-- Begin --

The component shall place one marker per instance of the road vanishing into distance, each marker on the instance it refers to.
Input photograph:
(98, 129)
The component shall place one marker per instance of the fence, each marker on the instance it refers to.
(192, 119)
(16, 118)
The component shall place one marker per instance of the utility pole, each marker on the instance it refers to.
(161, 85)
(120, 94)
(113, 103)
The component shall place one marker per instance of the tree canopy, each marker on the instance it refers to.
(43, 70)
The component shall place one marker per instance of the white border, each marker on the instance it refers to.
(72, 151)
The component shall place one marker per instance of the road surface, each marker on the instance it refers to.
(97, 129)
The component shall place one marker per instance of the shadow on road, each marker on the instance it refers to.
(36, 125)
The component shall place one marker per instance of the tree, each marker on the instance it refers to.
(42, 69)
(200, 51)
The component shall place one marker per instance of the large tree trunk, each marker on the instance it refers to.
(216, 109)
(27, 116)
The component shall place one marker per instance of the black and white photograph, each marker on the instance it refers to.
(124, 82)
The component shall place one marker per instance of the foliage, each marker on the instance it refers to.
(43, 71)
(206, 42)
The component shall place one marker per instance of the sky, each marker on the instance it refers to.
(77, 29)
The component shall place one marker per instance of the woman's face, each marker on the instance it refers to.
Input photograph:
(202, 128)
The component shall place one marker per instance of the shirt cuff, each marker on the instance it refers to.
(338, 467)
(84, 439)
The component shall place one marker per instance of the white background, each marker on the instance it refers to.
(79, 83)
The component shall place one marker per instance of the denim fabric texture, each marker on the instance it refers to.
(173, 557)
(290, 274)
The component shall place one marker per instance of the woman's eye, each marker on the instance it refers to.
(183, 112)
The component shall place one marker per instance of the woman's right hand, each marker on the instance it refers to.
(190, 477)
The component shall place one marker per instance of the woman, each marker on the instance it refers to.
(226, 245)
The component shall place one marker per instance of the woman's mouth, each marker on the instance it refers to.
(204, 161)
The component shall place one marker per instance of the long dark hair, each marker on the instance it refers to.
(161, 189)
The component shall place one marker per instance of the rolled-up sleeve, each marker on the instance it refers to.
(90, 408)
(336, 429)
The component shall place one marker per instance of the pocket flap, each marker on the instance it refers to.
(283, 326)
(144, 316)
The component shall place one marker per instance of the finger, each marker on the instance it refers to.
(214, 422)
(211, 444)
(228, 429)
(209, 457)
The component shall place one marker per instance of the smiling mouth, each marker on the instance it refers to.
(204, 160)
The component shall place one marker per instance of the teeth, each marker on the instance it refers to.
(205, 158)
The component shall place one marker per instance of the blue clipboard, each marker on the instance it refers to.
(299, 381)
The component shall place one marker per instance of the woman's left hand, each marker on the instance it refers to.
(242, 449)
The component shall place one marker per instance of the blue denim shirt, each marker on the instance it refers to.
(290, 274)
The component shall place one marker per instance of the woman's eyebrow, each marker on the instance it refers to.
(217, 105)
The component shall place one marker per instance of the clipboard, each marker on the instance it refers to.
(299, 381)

-- End --

* Requirement
Lay out every line of the items above as a JSON list of strings, one string per line, leaving out blank lines.

* Reply to the task
[
  "The component shall place one marker per instance of the road vanishing into distance, each marker on the instance it refers to.",
  "Input photograph:",
  "(98, 129)",
  "The component shall place one marker per instance of the fence, each marker on the instance it refers to.",
  "(192, 119)",
  "(16, 118)",
  "The component shall place one marker per instance of the utility pole, each marker on the instance it refers to.",
  "(161, 85)",
  "(120, 94)",
  "(113, 103)",
  "The component shall place one marker per instance of the tree canopy, each marker on the instance it refers to.",
  "(43, 70)",
  "The component shall place one marker per instance of the white border, each marker on the instance it refers to.",
  "(72, 151)",
  "The component shall place one marker per instance of the road surface, each marker on the instance it refers to.",
  "(97, 129)",
  "The component shall place one marker per instance of the shadow on road, each marker on the instance it refers to.",
  "(36, 125)",
  "The component shall place one marker per instance of the tree, each marker on the instance it refers to.",
  "(42, 69)",
  "(200, 51)",
  "The component shall place one marker per instance of the large tree trunk, each marker on the instance it refers to.",
  "(216, 109)",
  "(27, 116)",
  "The component shall place one marker per instance of the black and white photograph, each marker on the instance it refers to.",
  "(124, 82)",
  "The component shall place one marker per instance of the foliage, each marker on the instance it refers to.",
  "(43, 71)",
  "(206, 42)",
  "The component shall place one marker per instance of the sky, each marker on the instance it refers to.",
  "(77, 29)",
  "The component shall place one marker per instance of the woman's face, each marker on the instance it refers to.",
  "Input photograph:",
  "(202, 128)",
  "The component shall place one marker per instance of the shirt cuff, each marker on the instance it refers to.",
  "(338, 467)",
  "(84, 439)",
  "The component shall place one marker per instance of the white background, each marker on the instance it refers to.",
  "(79, 83)",
  "The component shall place one marker per instance of the denim fabric texture, each marker on the instance it refers to.",
  "(173, 557)",
  "(290, 274)",
  "The component shall place one marker per instance of the woman's eye, each marker on the instance it refers to.",
  "(183, 112)",
  "The component shall place one marker per instance of the woman's right hand, each marker on the instance it refers to.",
  "(190, 477)",
  "The component shall place one marker per instance of the woman, each marker on the instance it refers to.",
  "(226, 245)",
  "The component shall place one marker per instance of the woman's mouth, each marker on the instance it refers to.",
  "(204, 161)",
  "The component shall place one marker per instance of the long dark hair, each marker on the instance it refers to.",
  "(161, 189)",
  "The component shall place one marker per instance of the rolled-up sleeve, each marker on the instance it refers to.",
  "(90, 408)",
  "(336, 429)",
  "The component shall place one marker per instance of the pocket flap, each marker on the instance it refers to.",
  "(283, 326)",
  "(144, 316)",
  "The component shall place one marker per instance of the finger, each marker on the instance it refers to.",
  "(214, 422)",
  "(211, 444)",
  "(228, 429)",
  "(209, 457)",
  "The component shall place one marker per instance of the smiling mouth, each marker on the instance it refers to.",
  "(204, 160)",
  "The component shall place one marker per instance of the teeth, each marker on the instance it refers to.",
  "(205, 158)",
  "The component shall place one marker per instance of the blue clipboard, each marker on the instance it refers to.",
  "(299, 381)",
  "The component shall place one marker per instance of the woman's left hand, each marker on the instance it refers to.",
  "(242, 449)",
  "The component shall place one marker per instance of the blue denim shirt, each marker on the instance it refers to.",
  "(290, 274)",
  "The component shall place one marker per instance of the woman's eyebrow, each marker on the instance it refers to.",
  "(217, 105)",
  "The component shall place one marker per instance of the clipboard, each marker on the instance it refers to.",
  "(299, 381)"
]